Material shown:
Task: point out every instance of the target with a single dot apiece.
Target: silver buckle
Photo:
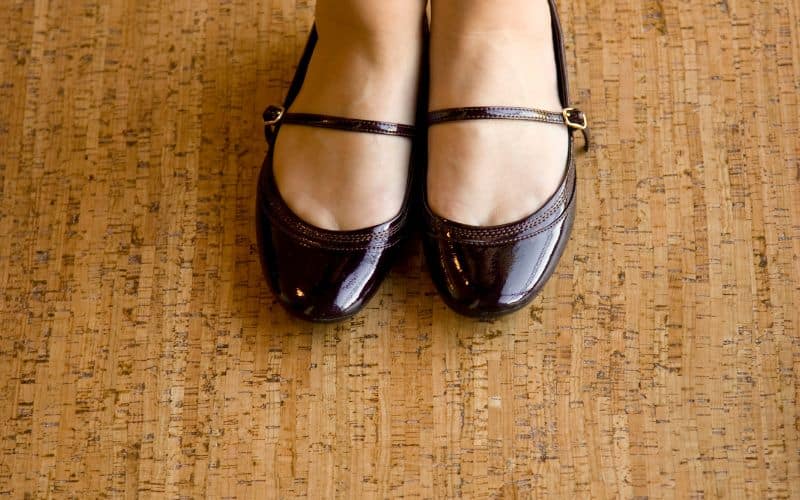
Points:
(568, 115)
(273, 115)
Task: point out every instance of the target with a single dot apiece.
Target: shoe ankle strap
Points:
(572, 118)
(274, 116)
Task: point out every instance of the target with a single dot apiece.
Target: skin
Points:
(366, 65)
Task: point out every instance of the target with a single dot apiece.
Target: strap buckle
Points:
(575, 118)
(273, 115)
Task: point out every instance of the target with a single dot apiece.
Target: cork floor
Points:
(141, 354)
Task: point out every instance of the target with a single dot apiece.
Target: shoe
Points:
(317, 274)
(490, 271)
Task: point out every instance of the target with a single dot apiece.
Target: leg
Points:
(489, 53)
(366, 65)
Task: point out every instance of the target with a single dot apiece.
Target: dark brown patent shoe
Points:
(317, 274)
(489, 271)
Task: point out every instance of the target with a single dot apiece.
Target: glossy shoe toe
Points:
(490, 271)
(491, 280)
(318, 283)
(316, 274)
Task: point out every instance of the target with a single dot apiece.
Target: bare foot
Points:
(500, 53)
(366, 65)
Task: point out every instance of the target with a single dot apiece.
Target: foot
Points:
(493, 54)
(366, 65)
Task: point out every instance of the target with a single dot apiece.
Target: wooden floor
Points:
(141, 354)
* * *
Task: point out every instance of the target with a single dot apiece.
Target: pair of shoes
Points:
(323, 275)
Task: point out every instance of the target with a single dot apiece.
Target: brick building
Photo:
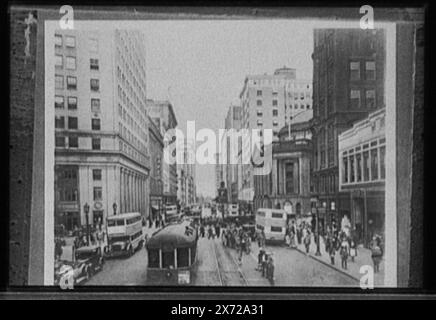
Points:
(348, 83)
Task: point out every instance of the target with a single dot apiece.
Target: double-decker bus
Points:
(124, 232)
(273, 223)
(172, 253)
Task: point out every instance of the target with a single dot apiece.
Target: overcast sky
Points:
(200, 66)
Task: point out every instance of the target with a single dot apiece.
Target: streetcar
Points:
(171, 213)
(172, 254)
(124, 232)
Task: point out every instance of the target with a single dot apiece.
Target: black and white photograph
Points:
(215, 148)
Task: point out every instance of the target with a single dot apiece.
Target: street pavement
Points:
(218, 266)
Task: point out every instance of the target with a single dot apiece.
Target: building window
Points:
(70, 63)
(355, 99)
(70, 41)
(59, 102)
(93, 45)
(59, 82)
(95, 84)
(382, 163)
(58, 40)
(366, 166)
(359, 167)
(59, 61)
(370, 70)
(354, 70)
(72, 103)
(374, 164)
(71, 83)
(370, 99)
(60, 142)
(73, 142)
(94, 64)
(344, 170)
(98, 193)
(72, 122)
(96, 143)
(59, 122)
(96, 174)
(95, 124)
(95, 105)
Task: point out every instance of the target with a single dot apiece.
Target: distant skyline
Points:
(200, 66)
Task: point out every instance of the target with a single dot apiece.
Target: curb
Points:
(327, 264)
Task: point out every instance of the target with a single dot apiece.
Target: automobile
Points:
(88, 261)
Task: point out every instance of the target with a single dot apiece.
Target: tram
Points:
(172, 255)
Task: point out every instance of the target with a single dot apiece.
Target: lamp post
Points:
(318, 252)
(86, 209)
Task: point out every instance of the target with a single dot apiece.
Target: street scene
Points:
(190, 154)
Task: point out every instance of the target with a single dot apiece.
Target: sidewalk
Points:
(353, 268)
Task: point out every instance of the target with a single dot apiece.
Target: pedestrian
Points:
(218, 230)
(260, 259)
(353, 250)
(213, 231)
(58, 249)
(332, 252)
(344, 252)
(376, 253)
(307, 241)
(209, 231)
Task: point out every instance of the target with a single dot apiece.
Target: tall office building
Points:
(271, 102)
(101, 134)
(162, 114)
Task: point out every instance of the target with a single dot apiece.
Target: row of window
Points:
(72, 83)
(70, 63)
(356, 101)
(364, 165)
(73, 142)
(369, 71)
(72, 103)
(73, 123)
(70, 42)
---
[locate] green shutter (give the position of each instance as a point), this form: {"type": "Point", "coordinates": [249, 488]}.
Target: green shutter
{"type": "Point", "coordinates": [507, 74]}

Task to carry out: The lines that contain the word "floor" are wanted; copy each of them from the records.

Solution for this task:
Target: cork floor
Target: wooden floor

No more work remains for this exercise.